DOCUMENT TEXT:
# # # # # # #
Scaffold Fabrication Strategies for Wound Healing

This project focused on a comprehensive comparison of scaffold fabrication techniques used in wound healing applications, highlighting how different methods influence structural, mechanical, and biological performance. The study evaluated key fabrication strategies — including freeze-drying, electrospinning, and 3D printing — in terms of cost-efficiency, scalability, and their ability to mimic the extracellular matrix (ECM) for effective tissue regeneration.

Each method demonstrated unique advantages and limitations: freeze-drying was found to be simple and low-cost with high porosity but offered poor structural control; electrospinning produced ECM-like nanofibrous networks ideal for cell adhesion, though limited by mechanical weakness; and 3D printing allowed high precision, multi-material design, and incorporation of living cells, albeit with higher fabrication costs. The project also compared these methods through practical case studies, such as 3D-printed aloe-loaded alginate-gelatin hydrogels, sulfated freeze-dried calcium alginate scaffolds, and collagen-based bioactive hydrogels.

By analyzing fabrication performance from both engineering and biomedical perspectives, the project emphasized the trade-off between cost-effectiveness, customization, and functional efficiency. The findings underscored that future wound-healing scaffolds will likely integrate hybrid approaches—combining the precision of 3D printing with the biocompatibility of natural hydrogels—to achieve optimal regenerative outcomes.
# # # # # # #
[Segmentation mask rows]
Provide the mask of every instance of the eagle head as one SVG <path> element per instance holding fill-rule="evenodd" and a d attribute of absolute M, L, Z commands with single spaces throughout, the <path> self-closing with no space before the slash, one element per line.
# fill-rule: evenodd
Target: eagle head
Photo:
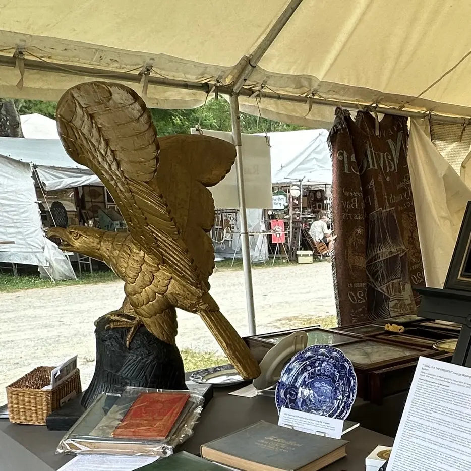
<path fill-rule="evenodd" d="M 49 239 L 59 238 L 61 241 L 59 248 L 62 250 L 78 252 L 102 260 L 101 240 L 105 232 L 105 230 L 94 227 L 70 226 L 67 229 L 51 227 L 48 230 L 46 235 Z"/>

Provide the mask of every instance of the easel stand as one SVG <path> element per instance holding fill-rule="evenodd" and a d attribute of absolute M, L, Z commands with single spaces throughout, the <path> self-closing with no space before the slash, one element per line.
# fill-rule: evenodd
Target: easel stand
<path fill-rule="evenodd" d="M 418 315 L 462 324 L 452 363 L 471 368 L 471 292 L 435 288 L 414 289 L 422 296 Z"/>

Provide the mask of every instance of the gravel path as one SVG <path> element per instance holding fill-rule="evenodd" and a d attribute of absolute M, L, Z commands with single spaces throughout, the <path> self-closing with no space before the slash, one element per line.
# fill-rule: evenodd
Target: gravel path
<path fill-rule="evenodd" d="M 300 322 L 335 314 L 328 262 L 252 270 L 257 332 L 292 327 Z M 240 270 L 215 273 L 211 293 L 221 312 L 242 335 L 248 333 L 244 274 Z M 79 356 L 85 387 L 95 359 L 93 321 L 121 306 L 123 283 L 35 289 L 0 293 L 0 405 L 4 387 L 36 366 L 56 365 Z M 177 343 L 181 347 L 219 352 L 202 321 L 179 312 Z"/>

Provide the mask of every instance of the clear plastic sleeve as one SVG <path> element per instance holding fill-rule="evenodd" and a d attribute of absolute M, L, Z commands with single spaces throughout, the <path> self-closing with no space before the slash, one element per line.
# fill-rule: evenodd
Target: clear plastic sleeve
<path fill-rule="evenodd" d="M 193 435 L 204 402 L 190 391 L 128 387 L 121 394 L 100 394 L 57 452 L 168 456 Z"/>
# # # # # # #
Rewrite the part of the scaffold fabrication text between "Scaffold Fabrication Strategies" and "effective tissue regeneration.", inclusive, replacing "freeze-drying" with "lyophilization".

ANSWER:
Scaffold Fabrication Strategies for Wound Healing

This project focused on a comprehensive comparison of scaffold fabrication techniques used in wound healing applications, highlighting how different methods influence structural, mechanical, and biological performance. The study evaluated key fabrication strategies — including lyophilization, electrospinning, and 3D printing — in terms of cost-efficiency, scalability, and their ability to mimic the extracellular matrix (ECM) for effective tissue regeneration.